## What is asked:
All lines from the line containing "Locate the person's" up to and including the last line of the listing below should be echoed exactly; no other lines belong in the response.

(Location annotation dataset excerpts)

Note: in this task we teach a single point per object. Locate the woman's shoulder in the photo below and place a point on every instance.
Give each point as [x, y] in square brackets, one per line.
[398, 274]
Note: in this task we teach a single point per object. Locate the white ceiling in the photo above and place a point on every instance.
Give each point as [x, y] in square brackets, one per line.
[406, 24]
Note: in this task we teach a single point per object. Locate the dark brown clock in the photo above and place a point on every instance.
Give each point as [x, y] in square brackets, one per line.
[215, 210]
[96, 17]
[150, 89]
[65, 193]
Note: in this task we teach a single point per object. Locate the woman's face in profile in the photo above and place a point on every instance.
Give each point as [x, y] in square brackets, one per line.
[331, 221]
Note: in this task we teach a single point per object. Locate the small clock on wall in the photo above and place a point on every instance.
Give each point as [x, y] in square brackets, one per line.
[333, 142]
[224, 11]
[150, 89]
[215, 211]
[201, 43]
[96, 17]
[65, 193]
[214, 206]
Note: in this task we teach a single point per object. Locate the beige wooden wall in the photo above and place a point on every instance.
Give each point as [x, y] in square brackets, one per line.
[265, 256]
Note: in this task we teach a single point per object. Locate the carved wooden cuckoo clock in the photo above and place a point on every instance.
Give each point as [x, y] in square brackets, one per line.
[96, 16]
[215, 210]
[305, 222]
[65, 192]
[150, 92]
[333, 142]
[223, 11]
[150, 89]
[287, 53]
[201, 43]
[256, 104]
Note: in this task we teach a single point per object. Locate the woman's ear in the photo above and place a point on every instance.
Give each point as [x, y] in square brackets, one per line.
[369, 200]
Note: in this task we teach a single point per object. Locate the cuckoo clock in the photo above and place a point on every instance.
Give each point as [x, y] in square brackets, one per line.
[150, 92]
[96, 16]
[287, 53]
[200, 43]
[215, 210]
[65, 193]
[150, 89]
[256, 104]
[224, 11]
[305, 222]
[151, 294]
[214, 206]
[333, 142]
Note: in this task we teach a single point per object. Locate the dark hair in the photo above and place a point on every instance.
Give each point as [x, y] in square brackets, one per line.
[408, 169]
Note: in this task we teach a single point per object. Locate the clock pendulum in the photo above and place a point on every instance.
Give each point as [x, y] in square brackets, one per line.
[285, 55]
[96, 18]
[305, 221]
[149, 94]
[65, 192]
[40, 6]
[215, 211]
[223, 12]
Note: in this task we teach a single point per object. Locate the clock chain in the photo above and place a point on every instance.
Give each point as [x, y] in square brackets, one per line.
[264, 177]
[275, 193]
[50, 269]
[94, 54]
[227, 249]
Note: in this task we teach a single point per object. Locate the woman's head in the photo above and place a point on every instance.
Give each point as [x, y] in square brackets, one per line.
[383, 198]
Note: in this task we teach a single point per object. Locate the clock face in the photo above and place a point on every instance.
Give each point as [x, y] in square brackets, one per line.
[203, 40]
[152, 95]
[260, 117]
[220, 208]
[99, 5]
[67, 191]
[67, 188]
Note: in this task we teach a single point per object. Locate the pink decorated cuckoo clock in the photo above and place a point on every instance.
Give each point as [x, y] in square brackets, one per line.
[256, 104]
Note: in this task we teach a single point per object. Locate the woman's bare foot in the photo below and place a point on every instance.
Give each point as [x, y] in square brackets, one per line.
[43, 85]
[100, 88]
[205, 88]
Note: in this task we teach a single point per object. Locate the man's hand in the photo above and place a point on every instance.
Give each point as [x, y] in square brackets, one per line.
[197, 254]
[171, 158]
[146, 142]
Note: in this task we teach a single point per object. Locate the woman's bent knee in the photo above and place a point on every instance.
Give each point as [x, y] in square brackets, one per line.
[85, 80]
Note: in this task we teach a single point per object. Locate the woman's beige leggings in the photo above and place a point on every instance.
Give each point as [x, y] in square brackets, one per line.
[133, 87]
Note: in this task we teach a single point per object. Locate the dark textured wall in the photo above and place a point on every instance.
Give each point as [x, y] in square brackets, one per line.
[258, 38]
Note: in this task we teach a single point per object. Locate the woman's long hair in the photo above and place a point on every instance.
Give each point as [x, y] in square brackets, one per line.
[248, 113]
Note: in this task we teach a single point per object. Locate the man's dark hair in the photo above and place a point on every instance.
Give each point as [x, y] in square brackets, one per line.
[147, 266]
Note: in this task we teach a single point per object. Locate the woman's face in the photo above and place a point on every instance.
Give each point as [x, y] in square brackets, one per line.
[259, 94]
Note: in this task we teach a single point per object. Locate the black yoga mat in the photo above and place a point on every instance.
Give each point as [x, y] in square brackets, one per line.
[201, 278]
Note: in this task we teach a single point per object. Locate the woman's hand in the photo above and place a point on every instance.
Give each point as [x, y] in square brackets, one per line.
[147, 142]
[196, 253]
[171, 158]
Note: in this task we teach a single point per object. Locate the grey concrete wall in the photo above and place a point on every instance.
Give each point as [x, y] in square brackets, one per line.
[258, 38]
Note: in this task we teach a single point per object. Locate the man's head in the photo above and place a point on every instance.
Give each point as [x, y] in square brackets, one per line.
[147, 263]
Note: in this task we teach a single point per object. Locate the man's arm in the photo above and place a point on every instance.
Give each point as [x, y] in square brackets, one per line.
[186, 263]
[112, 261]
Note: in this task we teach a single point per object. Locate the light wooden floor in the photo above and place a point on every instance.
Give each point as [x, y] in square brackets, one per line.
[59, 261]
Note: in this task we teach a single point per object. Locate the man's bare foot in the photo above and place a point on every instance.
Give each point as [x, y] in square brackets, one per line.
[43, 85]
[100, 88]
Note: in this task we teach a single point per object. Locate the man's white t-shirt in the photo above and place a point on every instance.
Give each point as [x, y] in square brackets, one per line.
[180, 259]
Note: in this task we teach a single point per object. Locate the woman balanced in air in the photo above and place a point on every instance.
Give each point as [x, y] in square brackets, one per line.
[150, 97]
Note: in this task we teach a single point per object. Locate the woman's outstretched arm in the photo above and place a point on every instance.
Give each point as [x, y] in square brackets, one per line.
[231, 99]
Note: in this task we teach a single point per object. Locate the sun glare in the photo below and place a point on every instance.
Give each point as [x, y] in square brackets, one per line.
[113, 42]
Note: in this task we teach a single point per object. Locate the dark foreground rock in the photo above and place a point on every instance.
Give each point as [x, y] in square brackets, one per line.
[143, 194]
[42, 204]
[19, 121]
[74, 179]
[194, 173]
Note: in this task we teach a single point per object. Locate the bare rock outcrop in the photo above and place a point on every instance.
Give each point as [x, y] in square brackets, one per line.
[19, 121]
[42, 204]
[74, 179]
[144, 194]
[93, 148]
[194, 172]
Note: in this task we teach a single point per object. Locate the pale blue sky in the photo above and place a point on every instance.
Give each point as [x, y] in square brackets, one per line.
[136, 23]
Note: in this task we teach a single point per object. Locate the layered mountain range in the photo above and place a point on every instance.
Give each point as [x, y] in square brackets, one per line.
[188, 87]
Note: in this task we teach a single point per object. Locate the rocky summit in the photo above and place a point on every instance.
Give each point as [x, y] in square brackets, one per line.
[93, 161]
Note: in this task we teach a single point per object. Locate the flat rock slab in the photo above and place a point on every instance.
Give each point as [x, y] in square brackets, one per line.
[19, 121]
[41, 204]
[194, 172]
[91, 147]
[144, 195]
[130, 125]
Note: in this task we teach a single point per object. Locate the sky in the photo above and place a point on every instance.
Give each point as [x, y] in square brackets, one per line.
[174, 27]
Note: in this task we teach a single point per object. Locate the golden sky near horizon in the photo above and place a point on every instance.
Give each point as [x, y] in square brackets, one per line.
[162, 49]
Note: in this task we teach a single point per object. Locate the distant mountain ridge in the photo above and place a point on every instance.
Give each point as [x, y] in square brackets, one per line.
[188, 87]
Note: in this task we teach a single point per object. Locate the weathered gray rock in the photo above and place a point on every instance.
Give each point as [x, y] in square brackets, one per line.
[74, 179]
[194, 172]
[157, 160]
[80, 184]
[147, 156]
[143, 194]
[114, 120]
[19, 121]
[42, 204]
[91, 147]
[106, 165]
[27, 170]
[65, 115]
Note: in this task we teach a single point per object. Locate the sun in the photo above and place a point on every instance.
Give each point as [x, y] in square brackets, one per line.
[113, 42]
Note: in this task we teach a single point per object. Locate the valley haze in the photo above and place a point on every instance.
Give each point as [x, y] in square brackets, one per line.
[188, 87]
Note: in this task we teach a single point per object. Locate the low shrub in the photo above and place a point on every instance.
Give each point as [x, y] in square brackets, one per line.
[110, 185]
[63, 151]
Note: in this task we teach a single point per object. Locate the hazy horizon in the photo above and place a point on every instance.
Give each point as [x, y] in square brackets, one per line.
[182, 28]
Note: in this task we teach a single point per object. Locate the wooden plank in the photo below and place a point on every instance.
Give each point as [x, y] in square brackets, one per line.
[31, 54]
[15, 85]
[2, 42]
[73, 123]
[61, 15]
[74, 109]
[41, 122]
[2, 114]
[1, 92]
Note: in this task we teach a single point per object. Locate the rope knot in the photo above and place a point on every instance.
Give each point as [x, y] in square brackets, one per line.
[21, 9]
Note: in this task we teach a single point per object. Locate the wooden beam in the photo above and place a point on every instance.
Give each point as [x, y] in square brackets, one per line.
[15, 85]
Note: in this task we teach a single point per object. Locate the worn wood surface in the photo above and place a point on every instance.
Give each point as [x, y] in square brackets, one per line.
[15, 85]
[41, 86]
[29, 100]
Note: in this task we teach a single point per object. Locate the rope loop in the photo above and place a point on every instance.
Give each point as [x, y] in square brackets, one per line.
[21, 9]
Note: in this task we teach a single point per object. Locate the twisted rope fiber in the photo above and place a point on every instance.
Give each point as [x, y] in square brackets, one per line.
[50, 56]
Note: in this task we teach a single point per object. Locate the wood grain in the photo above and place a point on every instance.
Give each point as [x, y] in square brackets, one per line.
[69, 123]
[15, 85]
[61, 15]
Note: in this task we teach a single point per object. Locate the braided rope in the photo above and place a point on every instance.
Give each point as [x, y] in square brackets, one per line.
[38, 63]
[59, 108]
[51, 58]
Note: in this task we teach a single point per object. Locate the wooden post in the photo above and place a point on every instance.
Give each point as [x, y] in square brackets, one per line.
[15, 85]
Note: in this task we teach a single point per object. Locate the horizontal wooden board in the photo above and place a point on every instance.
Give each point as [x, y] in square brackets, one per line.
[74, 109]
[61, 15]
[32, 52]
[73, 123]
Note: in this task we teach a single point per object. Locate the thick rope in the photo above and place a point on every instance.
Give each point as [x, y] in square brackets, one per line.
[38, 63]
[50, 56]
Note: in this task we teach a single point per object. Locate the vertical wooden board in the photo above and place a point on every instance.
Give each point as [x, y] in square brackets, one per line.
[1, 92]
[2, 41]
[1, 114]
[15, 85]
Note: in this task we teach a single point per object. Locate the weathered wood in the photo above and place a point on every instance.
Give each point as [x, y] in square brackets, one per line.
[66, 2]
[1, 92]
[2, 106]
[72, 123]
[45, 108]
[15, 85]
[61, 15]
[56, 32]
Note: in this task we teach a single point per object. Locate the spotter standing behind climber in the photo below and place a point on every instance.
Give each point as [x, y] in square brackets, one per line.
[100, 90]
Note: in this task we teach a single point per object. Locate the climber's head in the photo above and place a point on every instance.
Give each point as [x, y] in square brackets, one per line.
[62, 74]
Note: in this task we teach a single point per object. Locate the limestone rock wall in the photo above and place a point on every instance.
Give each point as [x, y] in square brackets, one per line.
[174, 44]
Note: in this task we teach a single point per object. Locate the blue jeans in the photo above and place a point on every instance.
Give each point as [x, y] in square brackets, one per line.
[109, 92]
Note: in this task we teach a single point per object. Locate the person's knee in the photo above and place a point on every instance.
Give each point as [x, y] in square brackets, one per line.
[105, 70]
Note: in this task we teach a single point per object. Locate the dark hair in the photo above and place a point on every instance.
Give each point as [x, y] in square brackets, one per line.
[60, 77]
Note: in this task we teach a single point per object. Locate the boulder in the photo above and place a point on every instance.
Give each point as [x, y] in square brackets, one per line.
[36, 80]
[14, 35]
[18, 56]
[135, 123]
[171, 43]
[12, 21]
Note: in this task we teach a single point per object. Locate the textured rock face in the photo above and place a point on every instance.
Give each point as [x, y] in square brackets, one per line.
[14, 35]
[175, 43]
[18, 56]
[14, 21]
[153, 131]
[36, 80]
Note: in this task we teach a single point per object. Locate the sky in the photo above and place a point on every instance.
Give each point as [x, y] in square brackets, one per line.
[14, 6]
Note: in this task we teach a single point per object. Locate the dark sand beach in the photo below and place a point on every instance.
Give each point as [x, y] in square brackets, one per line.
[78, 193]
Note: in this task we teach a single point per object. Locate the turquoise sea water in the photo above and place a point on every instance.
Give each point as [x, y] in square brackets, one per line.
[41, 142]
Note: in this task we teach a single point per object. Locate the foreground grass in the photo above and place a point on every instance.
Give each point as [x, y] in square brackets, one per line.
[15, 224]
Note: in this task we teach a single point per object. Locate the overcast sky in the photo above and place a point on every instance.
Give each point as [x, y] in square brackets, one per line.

## Answer for this exercise:
Note: in this task we teach a single point per object. Locate the person's knee in the photo above and place a point on every instance.
Give each point as [x, y] in square brackets, one per line.
[105, 70]
Note: in this task we teach a single point per object. Locate the dark hair in the photo above and place a point on every instance.
Give each point as [x, y] in square brackets, one per line.
[60, 77]
Note: in this task we teach a single point per object. Locate the boulder in the photo above and place a point on every instance.
Give each point as [x, y] in square brackets, one per line.
[36, 80]
[14, 35]
[18, 56]
[135, 123]
[171, 43]
[12, 21]
Note: in this task we teach a single point per object. Locate the textured rock face in the photo above and place a point on every instance.
Give each point as [x, y] in square brackets, one per line.
[14, 35]
[175, 43]
[18, 56]
[14, 21]
[153, 131]
[36, 80]
Note: in this task we teach a single point per object. Locate the sky in the photo above and place a point on every instance.
Give each point as [x, y] in square brackets, one per line.
[14, 6]
Note: in this task we teach a single point per object. Locate the dark sand beach in the photo below and place a point on every instance.
Give each point as [x, y] in square brackets, one per line.
[78, 193]
Note: in this task we teach a single point per object. Locate the turquoise sea water in the photo above and place a point on every instance.
Give each point as [x, y] in square brackets, one per line.
[41, 142]
Note: in this task we teach a single point per object. Locate the foreground grass in the photo above and place a point on every instance.
Give each point as [x, y] in square brackets, one per line.
[15, 224]
Note: in this task we teach a single point per object. Locate the overcast sky in the photo above and place a point on every instance.
Give each point as [x, y] in square brackets, one per line.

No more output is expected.